### REQUIRED WORK
Could you copy the data verbatim from its start through the line containing "positive clicks: (685, 435)", with both ends included and the pictures left out?

### SOURCE MATERIAL
● ● ● ●

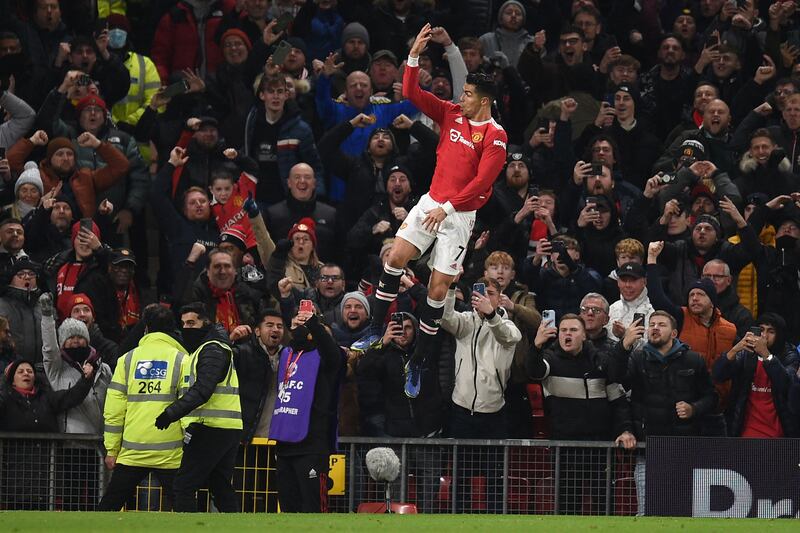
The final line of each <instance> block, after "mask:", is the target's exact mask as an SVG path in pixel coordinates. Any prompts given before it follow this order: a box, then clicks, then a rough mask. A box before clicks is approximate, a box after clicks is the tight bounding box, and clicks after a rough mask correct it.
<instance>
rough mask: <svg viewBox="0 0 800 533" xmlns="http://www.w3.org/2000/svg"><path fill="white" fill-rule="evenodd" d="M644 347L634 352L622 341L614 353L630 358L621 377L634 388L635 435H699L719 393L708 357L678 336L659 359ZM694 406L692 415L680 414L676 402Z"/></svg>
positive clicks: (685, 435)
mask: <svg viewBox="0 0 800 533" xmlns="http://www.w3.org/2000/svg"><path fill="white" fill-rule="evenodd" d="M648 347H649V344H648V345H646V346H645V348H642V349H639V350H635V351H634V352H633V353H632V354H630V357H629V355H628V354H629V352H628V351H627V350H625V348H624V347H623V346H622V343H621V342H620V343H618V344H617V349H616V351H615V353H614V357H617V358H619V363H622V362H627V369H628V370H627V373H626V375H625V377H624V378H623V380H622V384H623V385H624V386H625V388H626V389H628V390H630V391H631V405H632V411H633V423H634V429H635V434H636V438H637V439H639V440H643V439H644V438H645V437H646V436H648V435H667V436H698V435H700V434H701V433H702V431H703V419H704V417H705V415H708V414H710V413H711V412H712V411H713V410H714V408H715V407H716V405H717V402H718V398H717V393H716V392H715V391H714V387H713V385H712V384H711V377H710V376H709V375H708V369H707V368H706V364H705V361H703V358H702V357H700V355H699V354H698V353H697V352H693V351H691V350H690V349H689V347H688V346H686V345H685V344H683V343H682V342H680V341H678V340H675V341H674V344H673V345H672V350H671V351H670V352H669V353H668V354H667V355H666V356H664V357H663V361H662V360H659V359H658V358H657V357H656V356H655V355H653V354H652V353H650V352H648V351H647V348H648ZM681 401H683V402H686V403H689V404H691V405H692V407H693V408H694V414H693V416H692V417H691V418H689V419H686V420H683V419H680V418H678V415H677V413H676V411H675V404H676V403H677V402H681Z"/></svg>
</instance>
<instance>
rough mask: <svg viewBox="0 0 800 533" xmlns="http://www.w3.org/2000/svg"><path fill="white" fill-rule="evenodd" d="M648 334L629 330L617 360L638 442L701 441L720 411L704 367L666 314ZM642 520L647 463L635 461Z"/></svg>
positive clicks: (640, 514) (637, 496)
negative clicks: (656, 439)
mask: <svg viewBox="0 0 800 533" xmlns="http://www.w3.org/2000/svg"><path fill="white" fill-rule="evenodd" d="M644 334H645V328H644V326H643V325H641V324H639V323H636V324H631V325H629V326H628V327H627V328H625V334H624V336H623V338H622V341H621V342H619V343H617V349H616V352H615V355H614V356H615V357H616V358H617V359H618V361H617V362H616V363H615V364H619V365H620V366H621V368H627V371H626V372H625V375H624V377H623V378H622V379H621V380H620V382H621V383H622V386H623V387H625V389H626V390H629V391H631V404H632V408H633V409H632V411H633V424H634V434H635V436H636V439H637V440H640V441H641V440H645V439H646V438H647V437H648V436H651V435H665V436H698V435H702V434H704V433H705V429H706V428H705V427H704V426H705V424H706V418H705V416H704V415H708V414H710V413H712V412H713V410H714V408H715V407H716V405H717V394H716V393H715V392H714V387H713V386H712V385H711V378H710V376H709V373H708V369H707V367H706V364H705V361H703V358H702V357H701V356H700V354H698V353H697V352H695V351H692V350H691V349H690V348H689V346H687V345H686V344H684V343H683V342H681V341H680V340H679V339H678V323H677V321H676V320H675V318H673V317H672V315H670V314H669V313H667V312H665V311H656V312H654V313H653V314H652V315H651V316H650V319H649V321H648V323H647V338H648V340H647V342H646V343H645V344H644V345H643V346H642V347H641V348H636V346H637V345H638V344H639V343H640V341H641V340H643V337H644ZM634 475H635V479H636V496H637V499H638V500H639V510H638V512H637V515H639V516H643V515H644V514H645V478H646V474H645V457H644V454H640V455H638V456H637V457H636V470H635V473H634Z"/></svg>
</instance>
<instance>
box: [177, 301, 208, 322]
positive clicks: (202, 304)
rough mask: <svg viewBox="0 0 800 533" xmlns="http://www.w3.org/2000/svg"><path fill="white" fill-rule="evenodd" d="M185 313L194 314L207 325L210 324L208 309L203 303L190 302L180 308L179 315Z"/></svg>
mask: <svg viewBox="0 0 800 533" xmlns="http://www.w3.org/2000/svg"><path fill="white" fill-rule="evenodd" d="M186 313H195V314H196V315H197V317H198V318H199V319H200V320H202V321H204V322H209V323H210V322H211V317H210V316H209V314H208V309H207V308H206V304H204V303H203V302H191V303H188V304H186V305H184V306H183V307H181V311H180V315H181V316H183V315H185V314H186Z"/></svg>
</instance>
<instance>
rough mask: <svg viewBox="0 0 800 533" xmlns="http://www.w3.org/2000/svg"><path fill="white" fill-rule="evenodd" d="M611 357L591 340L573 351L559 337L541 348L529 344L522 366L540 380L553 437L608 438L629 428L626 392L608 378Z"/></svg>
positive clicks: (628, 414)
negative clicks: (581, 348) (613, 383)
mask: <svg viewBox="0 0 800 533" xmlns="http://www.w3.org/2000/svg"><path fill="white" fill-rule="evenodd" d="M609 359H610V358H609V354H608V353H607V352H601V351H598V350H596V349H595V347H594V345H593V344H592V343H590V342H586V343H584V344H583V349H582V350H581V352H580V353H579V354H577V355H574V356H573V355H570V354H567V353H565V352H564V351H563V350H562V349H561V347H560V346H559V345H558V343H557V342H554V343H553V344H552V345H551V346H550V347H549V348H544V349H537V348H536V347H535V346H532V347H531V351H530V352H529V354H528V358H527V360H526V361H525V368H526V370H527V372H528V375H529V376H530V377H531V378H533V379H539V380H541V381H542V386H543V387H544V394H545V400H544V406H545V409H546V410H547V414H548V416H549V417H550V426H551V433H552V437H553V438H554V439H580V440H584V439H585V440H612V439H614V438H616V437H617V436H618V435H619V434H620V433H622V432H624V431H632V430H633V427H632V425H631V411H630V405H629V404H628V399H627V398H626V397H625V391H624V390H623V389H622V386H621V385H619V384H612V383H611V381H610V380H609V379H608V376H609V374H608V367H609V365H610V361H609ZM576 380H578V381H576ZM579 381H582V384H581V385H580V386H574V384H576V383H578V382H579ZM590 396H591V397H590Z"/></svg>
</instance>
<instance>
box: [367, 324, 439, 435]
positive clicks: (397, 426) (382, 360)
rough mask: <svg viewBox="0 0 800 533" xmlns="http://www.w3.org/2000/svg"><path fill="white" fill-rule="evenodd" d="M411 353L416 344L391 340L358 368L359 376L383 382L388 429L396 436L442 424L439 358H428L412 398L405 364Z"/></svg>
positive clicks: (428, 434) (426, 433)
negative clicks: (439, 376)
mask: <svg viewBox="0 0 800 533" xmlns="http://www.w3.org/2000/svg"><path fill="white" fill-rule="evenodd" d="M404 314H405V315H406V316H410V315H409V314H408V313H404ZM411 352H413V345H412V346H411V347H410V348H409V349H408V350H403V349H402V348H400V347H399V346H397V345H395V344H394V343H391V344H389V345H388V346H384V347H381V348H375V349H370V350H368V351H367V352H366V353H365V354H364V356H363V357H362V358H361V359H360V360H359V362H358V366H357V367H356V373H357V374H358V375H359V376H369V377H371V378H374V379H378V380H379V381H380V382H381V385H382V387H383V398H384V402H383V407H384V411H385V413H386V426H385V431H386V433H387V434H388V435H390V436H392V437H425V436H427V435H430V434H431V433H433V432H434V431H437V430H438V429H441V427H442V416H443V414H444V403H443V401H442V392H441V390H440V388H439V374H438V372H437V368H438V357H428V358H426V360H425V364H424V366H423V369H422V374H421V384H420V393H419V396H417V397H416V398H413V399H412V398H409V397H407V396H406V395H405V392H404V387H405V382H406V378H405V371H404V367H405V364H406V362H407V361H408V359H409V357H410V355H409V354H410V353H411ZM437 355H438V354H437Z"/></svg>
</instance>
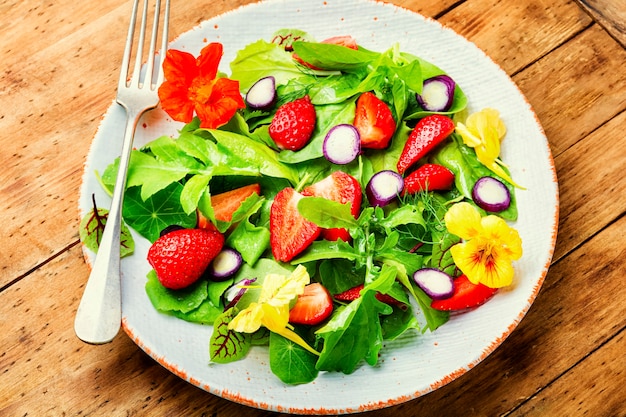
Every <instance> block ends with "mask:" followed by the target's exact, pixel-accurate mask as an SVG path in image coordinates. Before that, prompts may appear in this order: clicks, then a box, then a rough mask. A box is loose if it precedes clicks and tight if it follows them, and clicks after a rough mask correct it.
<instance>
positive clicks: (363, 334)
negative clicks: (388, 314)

● ● ● ●

### EXERCISE SOLUTION
The final line of each <instance> block, after "mask:", is the target's exact mask as an SVG path in pixel coordinates. Any prompts given before it follow this order: a box, then clicks, then a rough mask. A box before clicks is approximate, a box after clicks is the tight bounding box, and clicks after a rough mask correct it.
<instance>
rough mask: <svg viewBox="0 0 800 533" xmlns="http://www.w3.org/2000/svg"><path fill="white" fill-rule="evenodd" d="M644 347L634 352L622 341L614 353L630 358L621 377L634 388L635 435H699L719 393L708 357L678 336L659 359ZM694 406L692 415L680 414L676 402Z"/></svg>
positive clicks: (685, 435)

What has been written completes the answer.